--- START ---

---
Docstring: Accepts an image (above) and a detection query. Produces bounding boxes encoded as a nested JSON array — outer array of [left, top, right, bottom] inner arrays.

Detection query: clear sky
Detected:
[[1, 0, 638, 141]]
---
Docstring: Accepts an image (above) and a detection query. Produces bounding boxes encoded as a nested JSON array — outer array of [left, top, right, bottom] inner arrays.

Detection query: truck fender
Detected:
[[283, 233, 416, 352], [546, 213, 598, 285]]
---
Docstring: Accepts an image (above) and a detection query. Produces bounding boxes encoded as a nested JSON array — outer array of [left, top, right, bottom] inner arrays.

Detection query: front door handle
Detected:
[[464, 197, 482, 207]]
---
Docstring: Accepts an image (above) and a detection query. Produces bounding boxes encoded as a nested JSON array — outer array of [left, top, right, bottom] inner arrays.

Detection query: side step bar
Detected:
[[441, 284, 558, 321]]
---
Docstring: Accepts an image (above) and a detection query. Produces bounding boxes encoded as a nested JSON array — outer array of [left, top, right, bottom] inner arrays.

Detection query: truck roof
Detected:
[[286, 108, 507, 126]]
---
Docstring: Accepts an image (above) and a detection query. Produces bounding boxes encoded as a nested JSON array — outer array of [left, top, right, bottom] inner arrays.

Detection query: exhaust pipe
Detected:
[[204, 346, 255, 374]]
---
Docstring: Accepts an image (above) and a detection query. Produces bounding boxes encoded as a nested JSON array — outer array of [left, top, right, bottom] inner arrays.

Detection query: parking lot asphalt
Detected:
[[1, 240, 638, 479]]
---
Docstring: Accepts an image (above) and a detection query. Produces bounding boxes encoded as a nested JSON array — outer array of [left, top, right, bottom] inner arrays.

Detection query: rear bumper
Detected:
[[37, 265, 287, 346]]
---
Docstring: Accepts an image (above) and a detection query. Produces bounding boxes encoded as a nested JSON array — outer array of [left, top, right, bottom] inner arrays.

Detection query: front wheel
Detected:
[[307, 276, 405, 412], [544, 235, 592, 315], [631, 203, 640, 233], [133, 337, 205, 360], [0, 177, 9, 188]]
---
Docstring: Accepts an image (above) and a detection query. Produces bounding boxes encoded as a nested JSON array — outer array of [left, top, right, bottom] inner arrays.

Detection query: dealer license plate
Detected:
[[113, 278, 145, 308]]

--- END ---

• Description of the task:
Identify the lines in the entries that hold "front" and return each one.

• Response below:
Detection query: front door handle
Detection query: front wheel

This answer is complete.